◆ **Challenge 1**:
Please report each line of the records that contains the string "shirt".

◆ **Source**:

Exemplary techniques for recovering from a detected LOL that may be employed are described further in concurrently filed and commonly assigned U.S. patent application Ser. No. ______ [Attorney Docket No. 200404941-1] titled “SYSTEM AND METHOD FOR PROVIDING FIRMWARE RECOVERABLE LOCKSTEP PROTECTION,” the disclosure of which is incorporated herein by reference. Embodiments provided herein further discuss techniques for idling a processor module responsive to detection of LOL for such processor module. Embodiments provided herein do not require that the OS be implemented with processor-specific information to receive a request that the processor module be idled. That is, the OS is not required to be developed specifically for a certain processor architecture in order to receive a request that the processor module be idled. For instance, in certain embodiments, standard OS methods, such as ACPI methods, are used for such request. Thus, in certain embodiments, any ACPI-compatible OS can receive a request to idle a processor module for which LOL is detected, and responsive to such request the OS can idle the processor module in the manner described herein. Further, in certain embodiments, the OS passes control of the idled processor to the system firmware, and techniques are described further herein for the system firmware taking action to attempt to recover lockstep for the processor.
FIG. 2 shows a block diagram of one embodiment of the above system 10, which is implemented for the IPF processor architecture and is labeled as system 10 _A. The quintessential model of the traditional IPF architecture is given in the Intel IA-64 Architecture Software Developer's Manual, Volume 2: IA-64 System Architecture, in section 11.1 Firmware Model, the disclosure of which is hereby incorporated herein by reference. Accordingly, in this example embodiment of system 10 _A, firmware 15, labeled as firmware 15 _A, includes processor abstraction layer (PAL) 201 and platform/system abstraction layer (SAL) 202. In general, PAL 201 is firmware provided by Intel for its processors, and SAL 202 is developed by an original equipment manufacturer (OEM) for the specific system/platform in which the processors are to be employed. PAL 201, SAL 202, as well as an extended firmware interface (EFI) layer (not shown), together provide, among other things, the processor and system initialization for an OS boot in an IPF system.
It should be noted that while the above description of PAL and SAL is specific to the IPF architecture, other architectures may include a “PAL” and “SAL” even though such firmware layers may not be so named or specifically identified as separate layers. In general, such a PAL layer may be included in a given system architecture to provide an interface to the processor hardware. The interface provided by the PAL layer is generally dictated by the processor manufacturer. Similarly, a SAL layer may be included in a given system architecture to provide an interface from the operating system to the hardware. That is, the SAL may be a system-specific interface for enabling the remainder of the system (e.g., OS, etc.) to interact with the non-processor hardware on the system and in some cases be an intermediary for the PAL interface.

◆ **Material**:
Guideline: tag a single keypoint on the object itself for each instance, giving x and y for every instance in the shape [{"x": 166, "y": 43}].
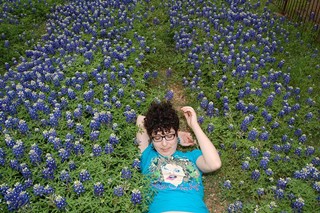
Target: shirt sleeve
[
  {"x": 145, "y": 158},
  {"x": 195, "y": 154}
]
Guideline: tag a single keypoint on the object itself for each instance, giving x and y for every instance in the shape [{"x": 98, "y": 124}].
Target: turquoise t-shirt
[{"x": 176, "y": 180}]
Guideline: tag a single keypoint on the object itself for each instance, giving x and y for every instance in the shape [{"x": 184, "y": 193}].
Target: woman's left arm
[{"x": 210, "y": 159}]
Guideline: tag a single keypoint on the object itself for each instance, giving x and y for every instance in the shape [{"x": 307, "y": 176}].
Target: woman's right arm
[{"x": 142, "y": 137}]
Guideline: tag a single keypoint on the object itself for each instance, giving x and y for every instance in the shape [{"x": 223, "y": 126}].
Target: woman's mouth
[
  {"x": 166, "y": 150},
  {"x": 171, "y": 177}
]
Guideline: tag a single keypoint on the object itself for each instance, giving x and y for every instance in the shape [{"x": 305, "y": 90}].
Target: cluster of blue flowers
[
  {"x": 236, "y": 74},
  {"x": 47, "y": 93},
  {"x": 74, "y": 91}
]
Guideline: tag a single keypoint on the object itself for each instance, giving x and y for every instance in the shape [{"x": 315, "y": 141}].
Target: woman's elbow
[{"x": 216, "y": 165}]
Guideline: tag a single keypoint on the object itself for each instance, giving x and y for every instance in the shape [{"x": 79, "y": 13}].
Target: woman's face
[{"x": 165, "y": 143}]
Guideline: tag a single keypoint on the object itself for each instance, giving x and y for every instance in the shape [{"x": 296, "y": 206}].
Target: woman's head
[
  {"x": 161, "y": 117},
  {"x": 162, "y": 124}
]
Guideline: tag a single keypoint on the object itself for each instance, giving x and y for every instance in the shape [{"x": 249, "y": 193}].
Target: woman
[{"x": 176, "y": 176}]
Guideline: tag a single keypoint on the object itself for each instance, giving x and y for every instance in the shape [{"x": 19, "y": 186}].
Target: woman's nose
[{"x": 164, "y": 142}]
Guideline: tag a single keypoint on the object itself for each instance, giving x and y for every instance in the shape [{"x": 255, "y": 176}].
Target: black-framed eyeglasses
[{"x": 159, "y": 138}]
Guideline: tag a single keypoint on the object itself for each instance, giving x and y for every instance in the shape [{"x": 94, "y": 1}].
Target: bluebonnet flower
[
  {"x": 48, "y": 173},
  {"x": 210, "y": 128},
  {"x": 254, "y": 152},
  {"x": 94, "y": 135},
  {"x": 298, "y": 204},
  {"x": 48, "y": 190},
  {"x": 70, "y": 124},
  {"x": 277, "y": 158},
  {"x": 282, "y": 183},
  {"x": 255, "y": 175},
  {"x": 309, "y": 116},
  {"x": 79, "y": 129},
  {"x": 264, "y": 162},
  {"x": 204, "y": 103},
  {"x": 65, "y": 176},
  {"x": 227, "y": 184},
  {"x": 72, "y": 165},
  {"x": 264, "y": 136},
  {"x": 18, "y": 149},
  {"x": 260, "y": 191},
  {"x": 60, "y": 202},
  {"x": 284, "y": 138},
  {"x": 303, "y": 138},
  {"x": 71, "y": 94},
  {"x": 136, "y": 197},
  {"x": 50, "y": 162},
  {"x": 109, "y": 149},
  {"x": 126, "y": 173},
  {"x": 245, "y": 123},
  {"x": 96, "y": 150},
  {"x": 269, "y": 172},
  {"x": 252, "y": 134},
  {"x": 235, "y": 207},
  {"x": 98, "y": 189},
  {"x": 278, "y": 193},
  {"x": 113, "y": 139},
  {"x": 169, "y": 95},
  {"x": 210, "y": 109},
  {"x": 23, "y": 127},
  {"x": 316, "y": 186},
  {"x": 136, "y": 164},
  {"x": 298, "y": 132},
  {"x": 84, "y": 175},
  {"x": 286, "y": 147},
  {"x": 94, "y": 124},
  {"x": 16, "y": 198},
  {"x": 34, "y": 157},
  {"x": 38, "y": 190},
  {"x": 64, "y": 154},
  {"x": 26, "y": 173},
  {"x": 315, "y": 161},
  {"x": 118, "y": 191},
  {"x": 78, "y": 148},
  {"x": 310, "y": 150},
  {"x": 269, "y": 101},
  {"x": 78, "y": 187},
  {"x": 9, "y": 141},
  {"x": 245, "y": 165}
]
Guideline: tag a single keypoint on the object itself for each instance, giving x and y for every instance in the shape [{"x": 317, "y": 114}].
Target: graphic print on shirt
[{"x": 175, "y": 171}]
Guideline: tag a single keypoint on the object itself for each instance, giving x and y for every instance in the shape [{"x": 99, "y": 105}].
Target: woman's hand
[
  {"x": 186, "y": 138},
  {"x": 190, "y": 115}
]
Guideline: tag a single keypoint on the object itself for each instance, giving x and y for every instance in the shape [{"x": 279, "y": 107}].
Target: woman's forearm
[{"x": 209, "y": 152}]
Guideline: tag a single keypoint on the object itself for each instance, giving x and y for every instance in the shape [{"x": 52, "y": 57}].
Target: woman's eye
[{"x": 169, "y": 136}]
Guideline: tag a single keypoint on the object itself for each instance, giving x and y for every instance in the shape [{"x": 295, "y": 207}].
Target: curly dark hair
[{"x": 161, "y": 117}]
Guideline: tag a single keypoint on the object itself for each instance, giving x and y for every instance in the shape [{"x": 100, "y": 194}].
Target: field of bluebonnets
[{"x": 80, "y": 72}]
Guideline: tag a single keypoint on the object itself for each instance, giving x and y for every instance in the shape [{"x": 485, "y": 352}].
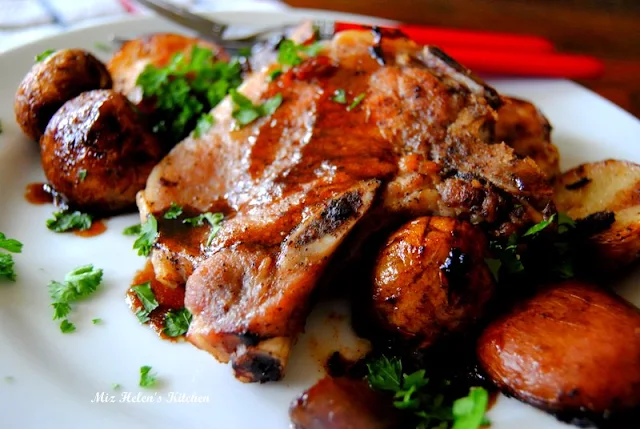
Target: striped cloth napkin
[{"x": 22, "y": 21}]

◆ **Challenge 2**:
Answer these questions from the firmware passage above, one answer per line, marked the same way:
(a) What standard OS methods are named as an example for making the request to idle a processor module?
(b) Who develops SAL 202?
(c) Who generally dictates the interface provided by the PAL layer?

◆ **Reply 1**:
Target: shirt sleeve
Target: turquoise t-shirt
Target: graphic print on shirt

◆ **Reply 2**:
(a) ACPI methods
(b) An original equipment manufacturer (OEM), for the specific system/platform in which the processors are to be employed
(c) The processor manufacturer